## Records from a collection
* Begin *
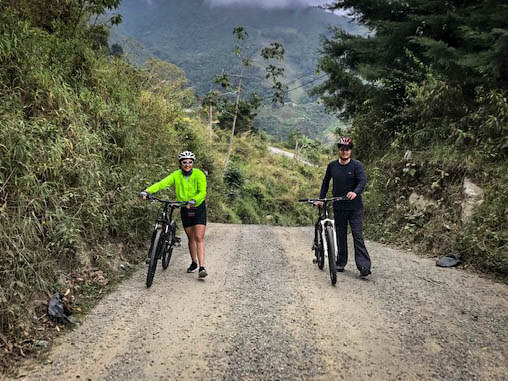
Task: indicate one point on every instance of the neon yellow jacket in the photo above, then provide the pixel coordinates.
(187, 188)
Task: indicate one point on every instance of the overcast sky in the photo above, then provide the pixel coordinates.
(267, 3)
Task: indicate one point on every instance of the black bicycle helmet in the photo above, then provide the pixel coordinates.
(345, 142)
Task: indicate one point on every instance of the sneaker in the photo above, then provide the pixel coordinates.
(202, 272)
(193, 267)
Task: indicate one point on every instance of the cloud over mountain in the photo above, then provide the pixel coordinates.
(266, 3)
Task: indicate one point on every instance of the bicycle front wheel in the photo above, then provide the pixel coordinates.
(330, 242)
(154, 256)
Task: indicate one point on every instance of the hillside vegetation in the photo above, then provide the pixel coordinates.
(427, 94)
(81, 133)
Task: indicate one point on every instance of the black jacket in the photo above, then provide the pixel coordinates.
(346, 178)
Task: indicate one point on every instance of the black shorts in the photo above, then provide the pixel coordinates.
(194, 216)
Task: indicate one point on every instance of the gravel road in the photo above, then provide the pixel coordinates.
(266, 312)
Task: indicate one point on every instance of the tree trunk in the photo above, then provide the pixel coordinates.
(210, 121)
(230, 148)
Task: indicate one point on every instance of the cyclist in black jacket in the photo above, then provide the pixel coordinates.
(349, 180)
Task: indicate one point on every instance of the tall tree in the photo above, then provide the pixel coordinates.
(245, 107)
(446, 53)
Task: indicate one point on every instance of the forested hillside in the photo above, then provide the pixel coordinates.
(427, 94)
(198, 37)
(81, 133)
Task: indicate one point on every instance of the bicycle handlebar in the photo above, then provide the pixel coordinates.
(325, 200)
(170, 202)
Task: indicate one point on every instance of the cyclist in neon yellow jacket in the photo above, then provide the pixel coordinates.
(190, 185)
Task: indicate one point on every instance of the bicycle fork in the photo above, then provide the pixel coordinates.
(324, 224)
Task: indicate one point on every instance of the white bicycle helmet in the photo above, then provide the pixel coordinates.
(186, 155)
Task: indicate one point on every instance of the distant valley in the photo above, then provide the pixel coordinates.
(198, 38)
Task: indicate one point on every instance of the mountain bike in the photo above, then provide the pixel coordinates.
(163, 237)
(325, 239)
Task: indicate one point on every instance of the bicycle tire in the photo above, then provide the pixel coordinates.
(319, 252)
(167, 249)
(154, 256)
(331, 254)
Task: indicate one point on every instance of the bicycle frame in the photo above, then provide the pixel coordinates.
(323, 221)
(325, 236)
(163, 237)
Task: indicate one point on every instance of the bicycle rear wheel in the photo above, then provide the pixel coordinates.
(154, 256)
(330, 242)
(167, 249)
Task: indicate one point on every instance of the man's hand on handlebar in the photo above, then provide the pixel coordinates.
(351, 195)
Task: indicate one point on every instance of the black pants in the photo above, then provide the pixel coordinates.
(355, 219)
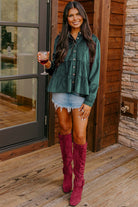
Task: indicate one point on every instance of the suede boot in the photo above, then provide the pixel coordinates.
(79, 158)
(66, 150)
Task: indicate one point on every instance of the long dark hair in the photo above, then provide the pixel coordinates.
(62, 45)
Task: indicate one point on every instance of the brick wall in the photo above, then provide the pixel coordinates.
(128, 129)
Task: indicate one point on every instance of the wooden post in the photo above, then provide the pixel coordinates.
(101, 30)
(54, 26)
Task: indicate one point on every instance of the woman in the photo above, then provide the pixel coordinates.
(74, 83)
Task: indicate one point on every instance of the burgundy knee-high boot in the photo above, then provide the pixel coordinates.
(66, 150)
(79, 158)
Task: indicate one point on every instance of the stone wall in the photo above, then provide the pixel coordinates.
(128, 127)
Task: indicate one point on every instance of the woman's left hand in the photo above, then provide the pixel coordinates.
(85, 111)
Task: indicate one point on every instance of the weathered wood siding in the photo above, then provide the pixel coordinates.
(113, 75)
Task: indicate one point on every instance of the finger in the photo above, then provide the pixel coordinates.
(82, 107)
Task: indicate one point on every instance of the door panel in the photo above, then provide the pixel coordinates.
(19, 46)
(19, 11)
(18, 100)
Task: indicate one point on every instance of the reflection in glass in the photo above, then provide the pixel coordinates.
(17, 102)
(19, 11)
(18, 50)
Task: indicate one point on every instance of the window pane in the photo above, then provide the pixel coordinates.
(18, 48)
(19, 10)
(17, 102)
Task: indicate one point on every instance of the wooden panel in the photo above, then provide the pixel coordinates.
(115, 42)
(110, 109)
(112, 87)
(114, 54)
(88, 6)
(60, 17)
(113, 76)
(116, 19)
(101, 30)
(120, 1)
(113, 65)
(115, 31)
(109, 140)
(110, 128)
(112, 98)
(117, 8)
(61, 5)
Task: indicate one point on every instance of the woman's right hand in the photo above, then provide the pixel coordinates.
(41, 56)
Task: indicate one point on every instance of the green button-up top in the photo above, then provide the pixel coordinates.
(74, 75)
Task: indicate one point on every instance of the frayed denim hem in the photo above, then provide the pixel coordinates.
(69, 109)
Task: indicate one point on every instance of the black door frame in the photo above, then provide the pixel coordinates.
(17, 136)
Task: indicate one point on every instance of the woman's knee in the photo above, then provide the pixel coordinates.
(79, 138)
(65, 128)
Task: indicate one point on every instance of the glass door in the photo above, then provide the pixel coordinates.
(23, 29)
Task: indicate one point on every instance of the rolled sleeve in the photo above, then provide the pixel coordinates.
(94, 77)
(52, 68)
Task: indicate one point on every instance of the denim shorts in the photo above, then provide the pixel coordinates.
(67, 100)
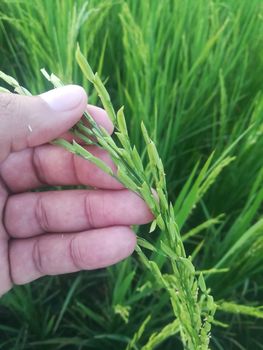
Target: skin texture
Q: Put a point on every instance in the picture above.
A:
(49, 233)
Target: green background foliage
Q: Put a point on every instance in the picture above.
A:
(192, 71)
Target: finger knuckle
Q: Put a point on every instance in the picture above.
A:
(41, 214)
(37, 258)
(77, 254)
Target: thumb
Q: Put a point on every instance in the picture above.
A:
(28, 121)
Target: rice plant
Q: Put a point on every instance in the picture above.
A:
(191, 70)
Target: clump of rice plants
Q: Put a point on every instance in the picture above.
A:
(192, 71)
(192, 305)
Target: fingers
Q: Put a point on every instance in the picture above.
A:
(52, 165)
(27, 121)
(32, 214)
(57, 254)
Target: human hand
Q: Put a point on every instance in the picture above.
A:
(55, 232)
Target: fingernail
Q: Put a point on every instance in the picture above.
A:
(64, 98)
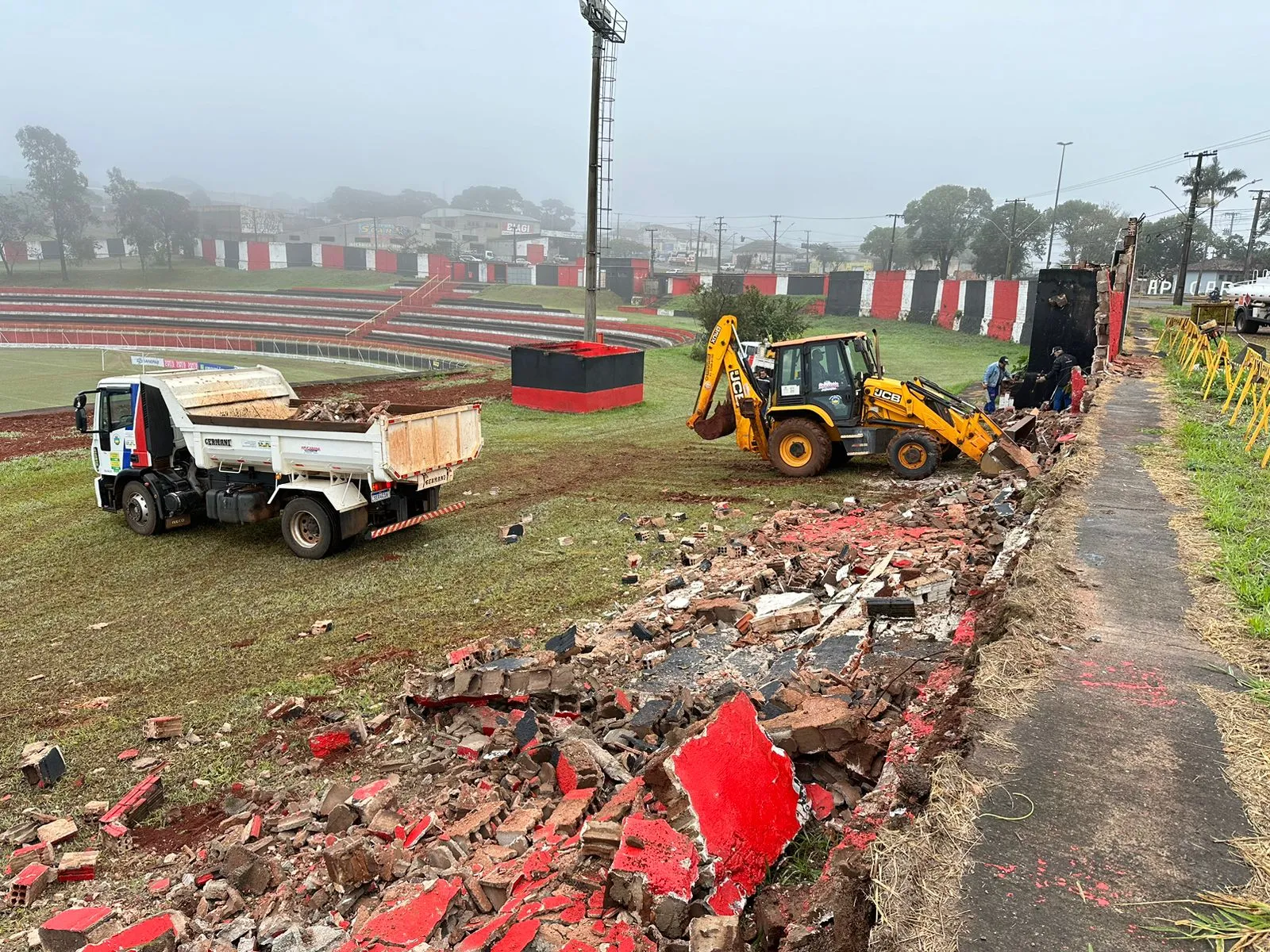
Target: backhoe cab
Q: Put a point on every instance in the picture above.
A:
(829, 390)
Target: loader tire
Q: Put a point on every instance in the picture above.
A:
(800, 447)
(140, 509)
(914, 455)
(308, 528)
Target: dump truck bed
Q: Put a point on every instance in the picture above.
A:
(410, 443)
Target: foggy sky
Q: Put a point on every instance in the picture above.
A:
(742, 108)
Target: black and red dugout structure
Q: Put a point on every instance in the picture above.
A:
(577, 376)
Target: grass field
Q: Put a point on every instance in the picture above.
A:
(38, 378)
(202, 621)
(190, 276)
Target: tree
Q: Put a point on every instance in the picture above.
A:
(941, 222)
(1087, 230)
(1216, 184)
(1160, 245)
(152, 219)
(556, 216)
(130, 216)
(1007, 238)
(829, 255)
(21, 217)
(878, 245)
(759, 317)
(57, 183)
(498, 200)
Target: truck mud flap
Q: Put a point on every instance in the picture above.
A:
(414, 520)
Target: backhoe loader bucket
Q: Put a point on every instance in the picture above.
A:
(1006, 455)
(721, 423)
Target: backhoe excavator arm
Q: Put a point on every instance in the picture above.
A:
(743, 409)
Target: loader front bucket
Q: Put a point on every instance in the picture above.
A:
(721, 423)
(1006, 455)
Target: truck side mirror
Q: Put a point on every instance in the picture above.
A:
(80, 413)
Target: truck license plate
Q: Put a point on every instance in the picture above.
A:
(438, 478)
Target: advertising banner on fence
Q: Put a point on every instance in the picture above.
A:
(171, 365)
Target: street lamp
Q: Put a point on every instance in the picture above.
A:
(1170, 201)
(1053, 217)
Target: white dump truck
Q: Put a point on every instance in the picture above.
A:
(1251, 304)
(177, 446)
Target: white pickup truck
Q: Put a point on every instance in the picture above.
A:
(1251, 304)
(224, 446)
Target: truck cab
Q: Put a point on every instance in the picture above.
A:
(229, 446)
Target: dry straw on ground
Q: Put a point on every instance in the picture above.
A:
(1216, 617)
(918, 869)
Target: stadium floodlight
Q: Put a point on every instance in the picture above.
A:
(605, 19)
(607, 27)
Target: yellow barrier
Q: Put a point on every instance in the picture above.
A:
(1184, 340)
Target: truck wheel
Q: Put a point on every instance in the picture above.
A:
(308, 528)
(914, 455)
(140, 511)
(800, 447)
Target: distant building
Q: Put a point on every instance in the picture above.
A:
(461, 230)
(759, 254)
(238, 222)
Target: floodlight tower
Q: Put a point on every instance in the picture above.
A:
(609, 29)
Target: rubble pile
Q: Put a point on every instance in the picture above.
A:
(334, 410)
(628, 786)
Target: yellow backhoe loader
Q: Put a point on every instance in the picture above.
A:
(810, 393)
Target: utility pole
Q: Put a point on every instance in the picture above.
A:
(1010, 251)
(891, 254)
(592, 271)
(1179, 292)
(1053, 217)
(1253, 235)
(776, 221)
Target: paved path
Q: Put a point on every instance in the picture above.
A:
(1122, 758)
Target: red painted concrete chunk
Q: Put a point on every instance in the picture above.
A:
(518, 937)
(666, 858)
(745, 827)
(821, 799)
(78, 919)
(137, 936)
(410, 920)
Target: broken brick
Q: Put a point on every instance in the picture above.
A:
(27, 885)
(743, 827)
(164, 727)
(569, 812)
(159, 933)
(42, 765)
(653, 875)
(408, 918)
(74, 928)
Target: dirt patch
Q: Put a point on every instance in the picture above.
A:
(356, 666)
(186, 827)
(470, 387)
(27, 435)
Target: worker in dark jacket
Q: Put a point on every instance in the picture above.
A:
(1060, 376)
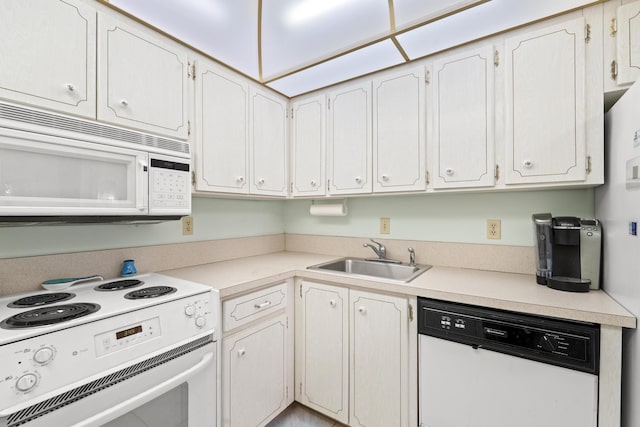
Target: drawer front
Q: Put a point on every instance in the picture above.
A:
(247, 308)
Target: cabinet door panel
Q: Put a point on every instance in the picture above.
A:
(399, 132)
(379, 360)
(545, 105)
(254, 388)
(628, 43)
(222, 136)
(268, 139)
(142, 80)
(463, 131)
(48, 55)
(308, 147)
(349, 140)
(322, 344)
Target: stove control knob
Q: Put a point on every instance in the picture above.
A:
(548, 343)
(190, 310)
(201, 321)
(43, 355)
(26, 382)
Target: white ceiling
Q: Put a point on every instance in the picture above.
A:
(296, 46)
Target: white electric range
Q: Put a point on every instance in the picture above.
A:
(140, 348)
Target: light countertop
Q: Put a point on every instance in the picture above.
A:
(507, 291)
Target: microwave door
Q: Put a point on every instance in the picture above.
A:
(43, 175)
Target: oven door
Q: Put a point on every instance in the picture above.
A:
(167, 390)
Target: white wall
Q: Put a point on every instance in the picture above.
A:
(443, 217)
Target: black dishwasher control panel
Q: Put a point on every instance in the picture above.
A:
(564, 343)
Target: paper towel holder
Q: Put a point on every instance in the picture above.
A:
(328, 208)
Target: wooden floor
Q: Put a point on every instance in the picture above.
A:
(299, 416)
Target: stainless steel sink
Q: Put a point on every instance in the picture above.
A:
(366, 268)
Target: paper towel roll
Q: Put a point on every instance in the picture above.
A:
(328, 210)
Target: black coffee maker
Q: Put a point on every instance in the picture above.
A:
(567, 252)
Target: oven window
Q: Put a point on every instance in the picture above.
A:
(168, 410)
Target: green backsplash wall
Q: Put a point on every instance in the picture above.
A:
(443, 217)
(433, 217)
(213, 219)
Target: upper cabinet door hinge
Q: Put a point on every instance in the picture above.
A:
(587, 33)
(613, 27)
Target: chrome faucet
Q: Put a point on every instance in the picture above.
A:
(381, 250)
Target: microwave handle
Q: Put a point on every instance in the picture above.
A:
(147, 396)
(141, 184)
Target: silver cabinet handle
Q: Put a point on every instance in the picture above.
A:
(263, 305)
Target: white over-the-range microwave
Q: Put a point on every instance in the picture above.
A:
(60, 169)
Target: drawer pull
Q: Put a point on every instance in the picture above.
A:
(263, 305)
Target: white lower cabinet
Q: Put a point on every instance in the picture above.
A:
(355, 361)
(257, 358)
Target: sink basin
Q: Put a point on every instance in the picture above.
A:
(388, 271)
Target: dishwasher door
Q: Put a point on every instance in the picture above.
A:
(463, 386)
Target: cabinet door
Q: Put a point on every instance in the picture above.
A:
(322, 344)
(142, 79)
(222, 132)
(308, 146)
(349, 140)
(545, 105)
(399, 132)
(48, 55)
(254, 374)
(628, 43)
(268, 144)
(379, 393)
(463, 106)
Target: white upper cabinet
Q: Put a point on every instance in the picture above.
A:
(545, 105)
(47, 50)
(628, 43)
(399, 131)
(142, 79)
(268, 143)
(463, 119)
(222, 130)
(308, 128)
(349, 140)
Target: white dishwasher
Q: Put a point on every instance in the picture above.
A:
(489, 368)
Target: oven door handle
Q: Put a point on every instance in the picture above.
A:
(150, 394)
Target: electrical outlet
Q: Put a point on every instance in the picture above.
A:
(385, 225)
(187, 225)
(493, 229)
* End *
## Task description
Repeat precisely the lines of the data starting at the one containing "Target: silver cabinet handle", last line included.

## Response to the exercise
Target: silver cabinet handle
Q: Put a point on every instance in the picture above.
A:
(263, 305)
Target: white over-the-range microwave
Q: Put a point on every instance in the picture above.
A:
(60, 169)
Target: drawer pull
Q: Put a point on every instance in the picture above.
A:
(263, 305)
Target: white lower cabinet
Q: Put a point on every instance in the picture above.
A:
(355, 361)
(257, 358)
Target: sink basin
Q: Put a point on every instance in the picture above.
A:
(388, 271)
Target: dishwasher door
Q: Put a point on every instance in the picture above.
A:
(463, 386)
Target: cabinet door
Q: Put a point on every instance in the picture above.
A:
(322, 344)
(142, 79)
(222, 132)
(308, 146)
(349, 140)
(545, 105)
(399, 132)
(48, 55)
(254, 374)
(628, 43)
(268, 144)
(379, 393)
(463, 106)
Target: white upper cabinet
Q: Put a point on every instance in the picture above.
A:
(545, 105)
(47, 50)
(628, 43)
(399, 131)
(142, 79)
(268, 143)
(463, 119)
(222, 130)
(308, 128)
(349, 140)
Target: white dishwasher
Q: Put a point on every instance in the picture above.
A:
(489, 368)
Target: oven door handle
Q: Put a point on every instance in the picture above.
A:
(150, 394)
Target: electrical outlet
Q: Put a point on every instance in the picture above.
A:
(385, 225)
(187, 225)
(493, 229)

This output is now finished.